**Task details:** Count the lines in the rows below that contain the string "handle", treating uppercase and lowercase as different, and give only that number.

╭─ Dataset excerpts

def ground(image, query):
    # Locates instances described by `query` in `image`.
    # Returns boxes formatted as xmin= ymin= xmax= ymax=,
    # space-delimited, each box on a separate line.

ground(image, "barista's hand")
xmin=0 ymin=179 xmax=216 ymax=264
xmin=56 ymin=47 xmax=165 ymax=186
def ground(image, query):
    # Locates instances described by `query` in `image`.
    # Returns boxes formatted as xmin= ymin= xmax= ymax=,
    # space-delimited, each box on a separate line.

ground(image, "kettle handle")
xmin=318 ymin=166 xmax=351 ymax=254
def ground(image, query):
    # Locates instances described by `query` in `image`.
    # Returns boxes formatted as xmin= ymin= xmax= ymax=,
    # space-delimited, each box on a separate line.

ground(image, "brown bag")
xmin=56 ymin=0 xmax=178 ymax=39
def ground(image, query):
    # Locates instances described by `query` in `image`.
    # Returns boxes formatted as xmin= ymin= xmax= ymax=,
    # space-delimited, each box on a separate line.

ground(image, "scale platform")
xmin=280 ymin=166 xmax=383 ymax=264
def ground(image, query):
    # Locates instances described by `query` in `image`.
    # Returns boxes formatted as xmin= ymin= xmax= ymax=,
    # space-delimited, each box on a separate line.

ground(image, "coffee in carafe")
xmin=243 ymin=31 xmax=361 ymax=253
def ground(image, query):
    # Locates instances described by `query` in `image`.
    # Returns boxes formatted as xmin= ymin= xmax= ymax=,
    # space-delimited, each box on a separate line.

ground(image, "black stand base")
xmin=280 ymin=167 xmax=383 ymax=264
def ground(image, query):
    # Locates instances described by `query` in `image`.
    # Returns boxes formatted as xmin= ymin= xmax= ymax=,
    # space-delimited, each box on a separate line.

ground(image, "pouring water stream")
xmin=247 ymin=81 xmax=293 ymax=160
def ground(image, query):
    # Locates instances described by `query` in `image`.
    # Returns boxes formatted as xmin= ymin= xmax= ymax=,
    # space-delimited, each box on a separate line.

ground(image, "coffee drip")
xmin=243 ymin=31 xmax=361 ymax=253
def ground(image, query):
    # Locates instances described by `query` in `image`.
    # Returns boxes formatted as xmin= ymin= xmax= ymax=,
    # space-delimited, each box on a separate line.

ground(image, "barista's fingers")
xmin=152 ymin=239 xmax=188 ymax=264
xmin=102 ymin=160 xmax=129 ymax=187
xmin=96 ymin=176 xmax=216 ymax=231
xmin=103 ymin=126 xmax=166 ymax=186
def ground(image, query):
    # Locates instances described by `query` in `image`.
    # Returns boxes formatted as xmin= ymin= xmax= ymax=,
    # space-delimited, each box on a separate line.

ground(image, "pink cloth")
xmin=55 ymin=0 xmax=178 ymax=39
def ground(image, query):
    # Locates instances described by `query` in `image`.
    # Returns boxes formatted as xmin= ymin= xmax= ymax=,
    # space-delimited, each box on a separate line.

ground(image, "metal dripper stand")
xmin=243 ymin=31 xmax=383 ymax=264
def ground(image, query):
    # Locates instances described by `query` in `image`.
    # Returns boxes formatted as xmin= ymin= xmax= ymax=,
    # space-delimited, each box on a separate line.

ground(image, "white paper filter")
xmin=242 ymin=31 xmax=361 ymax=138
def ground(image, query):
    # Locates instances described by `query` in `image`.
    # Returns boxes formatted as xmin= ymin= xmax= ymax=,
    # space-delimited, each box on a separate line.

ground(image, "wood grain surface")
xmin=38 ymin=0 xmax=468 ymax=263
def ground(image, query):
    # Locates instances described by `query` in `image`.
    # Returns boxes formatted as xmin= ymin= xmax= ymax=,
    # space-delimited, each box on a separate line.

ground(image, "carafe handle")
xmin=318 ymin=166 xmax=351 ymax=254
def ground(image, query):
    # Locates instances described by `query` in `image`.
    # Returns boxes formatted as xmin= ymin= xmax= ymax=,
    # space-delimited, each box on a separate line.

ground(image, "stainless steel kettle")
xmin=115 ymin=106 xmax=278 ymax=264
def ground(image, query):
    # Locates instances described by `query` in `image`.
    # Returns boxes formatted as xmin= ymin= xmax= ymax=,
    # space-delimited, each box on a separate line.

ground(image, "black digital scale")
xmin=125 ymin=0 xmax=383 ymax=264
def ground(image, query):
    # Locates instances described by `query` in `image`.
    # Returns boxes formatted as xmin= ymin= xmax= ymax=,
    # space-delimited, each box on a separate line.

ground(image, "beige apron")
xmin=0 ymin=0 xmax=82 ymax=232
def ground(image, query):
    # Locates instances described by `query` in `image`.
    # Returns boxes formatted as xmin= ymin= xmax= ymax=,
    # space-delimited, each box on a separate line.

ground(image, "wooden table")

╰─

**Answer for this exercise:** 2